_Passage given_.
# Project 3: Map displays of customers and population served by target BART lines

University of California, Berkeley

Master of Information and Data Science (MIDS) program

w205 - Fundamentals of Data Engineering

## imports

In [1]:
import math
import numpy as np
import pandas as pd

import psycopg2

import json

import gmaps
import gmaps.geojson_geometries

from geographiclib.geodesic import Geodesic

## my_select_query_pandas() - function to run a select query and return rows in a Pandas dataframe

In [2]:
#
# function to run a select query and return rows in a pandas dataframe
# pandas puts all numeric values from postgres to float
# if it will fit in an integer, change it to integer
#

def my_select_query_pandas(query, rollback_before_flag, rollback_after_flag):
    "function to run a select query and return rows in a pandas dataframe"
    
    if rollback_before_flag:
        connection.rollback()
    
    df = pd.read_sql_query(query, connection)
    
    if rollback_after_flag:
        connection.rollback()
    
    # fix the float columns that really should be integers
    
    for column in df:
    
        if df[column].dtype == "float64":

            fraction_flag = False

            for value in df[column].values:
                
                if not np.isnan(value):
                    if value - math.floor(value) != 0:
                        fraction_flag = True

            if not fraction_flag:
                df[column] = df[column].astype('Int64')

_Set task_. In the BART map notebook, what type does the query function cast a float64 column to when none of its values has a fractional part? None of the items are needed for the work here.

_Raw records_.
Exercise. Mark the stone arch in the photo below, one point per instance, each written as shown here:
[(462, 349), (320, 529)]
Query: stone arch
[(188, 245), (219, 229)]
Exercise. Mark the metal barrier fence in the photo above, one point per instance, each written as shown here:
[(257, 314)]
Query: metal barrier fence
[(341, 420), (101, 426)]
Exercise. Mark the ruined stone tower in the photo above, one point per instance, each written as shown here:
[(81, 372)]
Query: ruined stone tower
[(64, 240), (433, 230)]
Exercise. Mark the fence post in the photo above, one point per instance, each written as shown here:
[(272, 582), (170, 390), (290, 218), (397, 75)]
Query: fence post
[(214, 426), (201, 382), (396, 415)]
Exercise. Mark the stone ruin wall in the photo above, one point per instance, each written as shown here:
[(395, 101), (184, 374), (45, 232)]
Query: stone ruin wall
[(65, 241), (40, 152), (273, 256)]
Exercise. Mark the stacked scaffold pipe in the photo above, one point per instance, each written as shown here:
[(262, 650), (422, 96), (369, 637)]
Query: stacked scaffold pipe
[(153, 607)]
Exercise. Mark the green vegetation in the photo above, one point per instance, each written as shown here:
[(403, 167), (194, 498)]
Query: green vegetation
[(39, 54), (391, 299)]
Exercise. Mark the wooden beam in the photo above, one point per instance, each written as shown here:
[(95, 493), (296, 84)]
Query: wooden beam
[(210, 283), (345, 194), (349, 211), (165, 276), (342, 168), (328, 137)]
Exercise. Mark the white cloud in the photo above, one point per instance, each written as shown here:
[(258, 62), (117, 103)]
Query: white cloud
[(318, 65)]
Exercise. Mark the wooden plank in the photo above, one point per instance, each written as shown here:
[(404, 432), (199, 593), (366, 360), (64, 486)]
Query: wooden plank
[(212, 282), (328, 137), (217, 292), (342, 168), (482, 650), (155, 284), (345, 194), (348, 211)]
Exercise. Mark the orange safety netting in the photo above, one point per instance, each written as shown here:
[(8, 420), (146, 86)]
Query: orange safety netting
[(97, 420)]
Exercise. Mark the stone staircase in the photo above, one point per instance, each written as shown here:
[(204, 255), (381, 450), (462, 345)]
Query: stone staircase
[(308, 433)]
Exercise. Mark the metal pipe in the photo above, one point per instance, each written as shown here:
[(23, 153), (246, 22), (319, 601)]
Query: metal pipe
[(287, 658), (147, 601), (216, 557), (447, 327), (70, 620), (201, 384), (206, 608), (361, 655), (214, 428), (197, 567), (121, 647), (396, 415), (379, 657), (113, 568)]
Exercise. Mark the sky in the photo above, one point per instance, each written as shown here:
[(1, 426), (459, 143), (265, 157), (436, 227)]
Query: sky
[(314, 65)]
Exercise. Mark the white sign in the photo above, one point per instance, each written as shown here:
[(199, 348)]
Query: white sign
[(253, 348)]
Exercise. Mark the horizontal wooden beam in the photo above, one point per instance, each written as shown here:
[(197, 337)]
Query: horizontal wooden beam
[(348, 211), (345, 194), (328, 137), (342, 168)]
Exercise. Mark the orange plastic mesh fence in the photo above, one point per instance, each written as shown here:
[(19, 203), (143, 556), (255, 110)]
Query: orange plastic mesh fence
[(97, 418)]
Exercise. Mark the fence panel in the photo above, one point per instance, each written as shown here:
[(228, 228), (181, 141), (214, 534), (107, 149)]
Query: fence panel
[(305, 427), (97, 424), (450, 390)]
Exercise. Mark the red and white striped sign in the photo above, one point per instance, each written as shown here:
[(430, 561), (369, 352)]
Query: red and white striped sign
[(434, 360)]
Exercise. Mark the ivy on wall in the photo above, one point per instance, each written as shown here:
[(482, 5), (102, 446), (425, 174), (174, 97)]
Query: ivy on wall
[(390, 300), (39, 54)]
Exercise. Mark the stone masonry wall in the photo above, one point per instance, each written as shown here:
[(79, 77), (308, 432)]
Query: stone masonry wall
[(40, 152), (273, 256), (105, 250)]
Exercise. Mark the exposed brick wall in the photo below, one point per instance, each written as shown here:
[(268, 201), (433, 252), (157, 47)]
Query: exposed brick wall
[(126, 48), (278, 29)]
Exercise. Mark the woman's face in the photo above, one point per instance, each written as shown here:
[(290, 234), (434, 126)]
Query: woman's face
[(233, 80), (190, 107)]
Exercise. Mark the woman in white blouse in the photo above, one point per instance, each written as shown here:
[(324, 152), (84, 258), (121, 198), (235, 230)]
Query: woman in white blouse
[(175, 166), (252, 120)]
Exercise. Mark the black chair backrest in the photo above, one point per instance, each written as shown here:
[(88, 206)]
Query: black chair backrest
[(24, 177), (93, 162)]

_Exercise result_. Int64